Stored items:

§ §

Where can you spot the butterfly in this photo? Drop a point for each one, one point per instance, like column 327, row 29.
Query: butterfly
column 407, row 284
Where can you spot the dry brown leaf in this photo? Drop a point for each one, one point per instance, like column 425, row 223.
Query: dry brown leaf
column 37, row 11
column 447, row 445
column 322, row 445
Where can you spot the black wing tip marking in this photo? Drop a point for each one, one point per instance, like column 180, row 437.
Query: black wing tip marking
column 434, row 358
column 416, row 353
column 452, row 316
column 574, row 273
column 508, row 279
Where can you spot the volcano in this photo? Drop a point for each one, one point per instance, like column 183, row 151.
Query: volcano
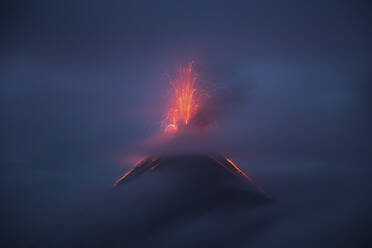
column 216, row 178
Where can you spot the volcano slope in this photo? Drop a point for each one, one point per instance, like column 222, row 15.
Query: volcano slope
column 174, row 201
column 211, row 180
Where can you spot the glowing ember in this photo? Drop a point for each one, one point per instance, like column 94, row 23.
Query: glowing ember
column 185, row 99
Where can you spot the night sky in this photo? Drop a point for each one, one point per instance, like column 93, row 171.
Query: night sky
column 82, row 82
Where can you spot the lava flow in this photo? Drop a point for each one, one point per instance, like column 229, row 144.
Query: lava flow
column 185, row 104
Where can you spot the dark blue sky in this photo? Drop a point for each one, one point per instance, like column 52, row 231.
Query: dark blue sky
column 80, row 82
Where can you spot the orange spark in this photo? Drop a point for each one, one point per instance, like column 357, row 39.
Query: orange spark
column 184, row 100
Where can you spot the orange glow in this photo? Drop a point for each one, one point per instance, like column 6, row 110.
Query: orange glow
column 241, row 172
column 238, row 169
column 185, row 98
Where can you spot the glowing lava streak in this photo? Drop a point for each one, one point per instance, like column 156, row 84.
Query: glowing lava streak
column 184, row 100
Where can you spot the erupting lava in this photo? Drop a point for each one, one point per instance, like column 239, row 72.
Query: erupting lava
column 185, row 99
column 184, row 106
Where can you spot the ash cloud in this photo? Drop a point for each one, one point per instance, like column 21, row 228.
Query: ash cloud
column 74, row 77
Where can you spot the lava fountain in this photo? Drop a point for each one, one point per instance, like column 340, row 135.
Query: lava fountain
column 186, row 101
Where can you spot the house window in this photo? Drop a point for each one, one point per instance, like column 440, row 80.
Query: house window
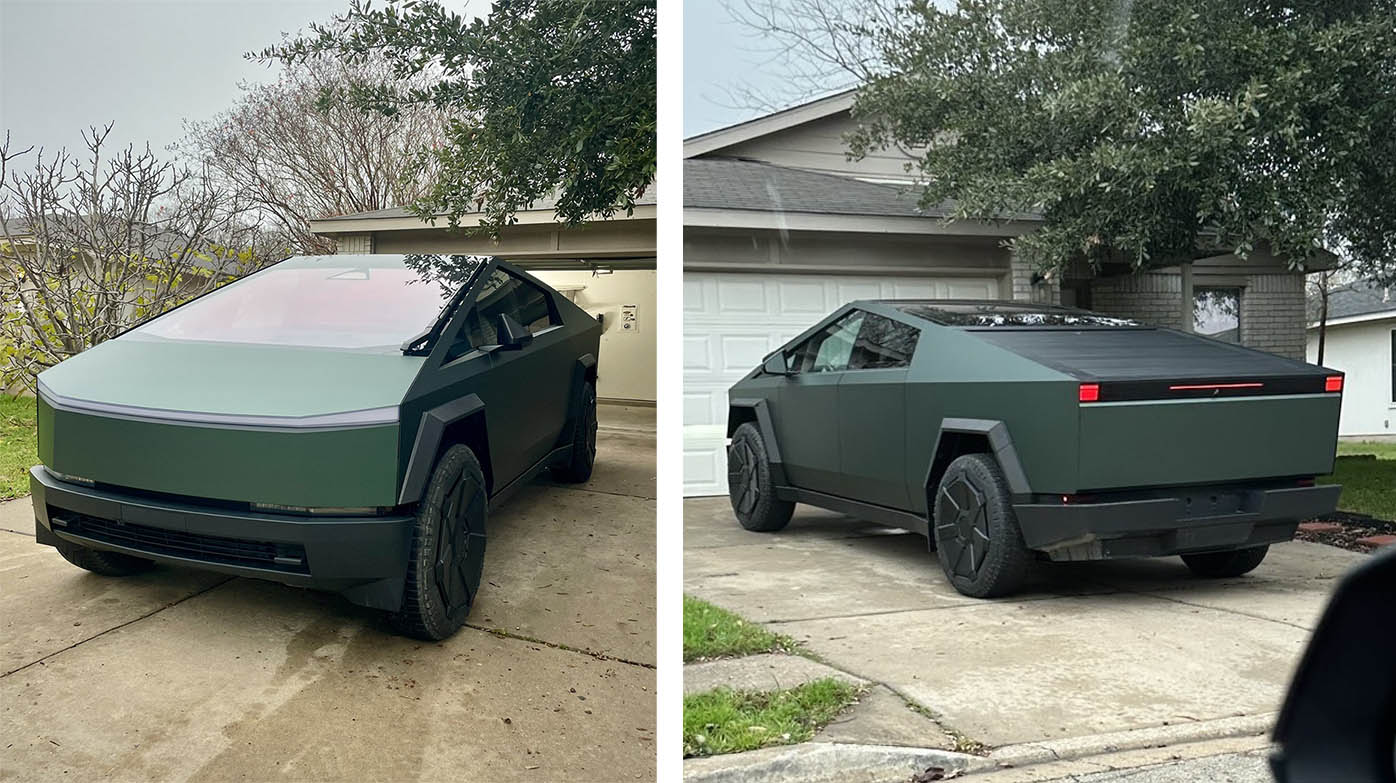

§ §

_WHAT IS EXPECTED_
Print each line above word for word, leaving out the pictures.

_EXERCISE RESULT_
Where can you spot the butterfly in this photo? Drop a point for each one, one point per instance, like column 327, row 29.
Query: butterfly
column 407, row 284
Where can you spot the dry brown leaf in this photo? Drop a point for each one, one point per instance, like column 425, row 223.
Query: dry brown leaf
column 37, row 11
column 447, row 445
column 322, row 445
Where can you spot the black wing tip marking in this photo? Drop a point for each one, one point per instance, like column 180, row 437.
Query: black wing tip marking
column 434, row 358
column 416, row 353
column 452, row 316
column 574, row 273
column 508, row 279
Where can you spot the volcano in this photo? Drop a point for each one, one point per instance, like column 183, row 151.
Query: volcano
column 216, row 178
Where can you spot the volcano slope in this photo? Drop a point for each one, one point per instance, like column 222, row 15.
Query: volcano slope
column 174, row 201
column 211, row 180
Where can you spot the glowing ember in this photo? Drop a point for each one, one point per instance, like column 94, row 23.
Query: glowing ember
column 185, row 99
Where can you spot the night sky in this photo? Drop a point for each one, one point per instance, like column 93, row 171.
Query: night sky
column 82, row 82
Where can you spot the lava flow in this photo? Drop a point for each one, one point per instance, like column 229, row 144.
Query: lava flow
column 185, row 104
Where can you spot the dark blue sky in this photo? Drop a point for each one, one point per instance, like column 52, row 231.
Query: dark blue sky
column 80, row 82
Where can you spot the orange spark in this photo? Drop a point for each one, one point per instance, like column 357, row 39.
Query: orange spark
column 184, row 100
Where can you spot the orange glow in this photo? Drop a point for each one, one point per instance, like column 6, row 110.
Query: orange glow
column 241, row 172
column 238, row 169
column 185, row 98
Where can you spot the glowing lava streak in this photo? Drop a point for each one, one point per instance, like column 156, row 84.
Query: glowing lava streak
column 184, row 100
Where can you spot the erupting lava in this photo? Drop a point for each one, one point per instance, like column 239, row 72.
Query: erupting lava
column 185, row 99
column 184, row 106
Where can you spot the ash cloud in this photo? Drop a point for each one, one point per instance, like column 21, row 228.
Query: ash cloud
column 74, row 77
Where can you spot the lava fountain in this photo? Drop a point for each one, one point per instance, like column 340, row 135.
Query: lava fountain
column 186, row 101
Where can you spot the house window in this photo? Drop a point for each one, one point per instance, like column 440, row 80.
Query: house window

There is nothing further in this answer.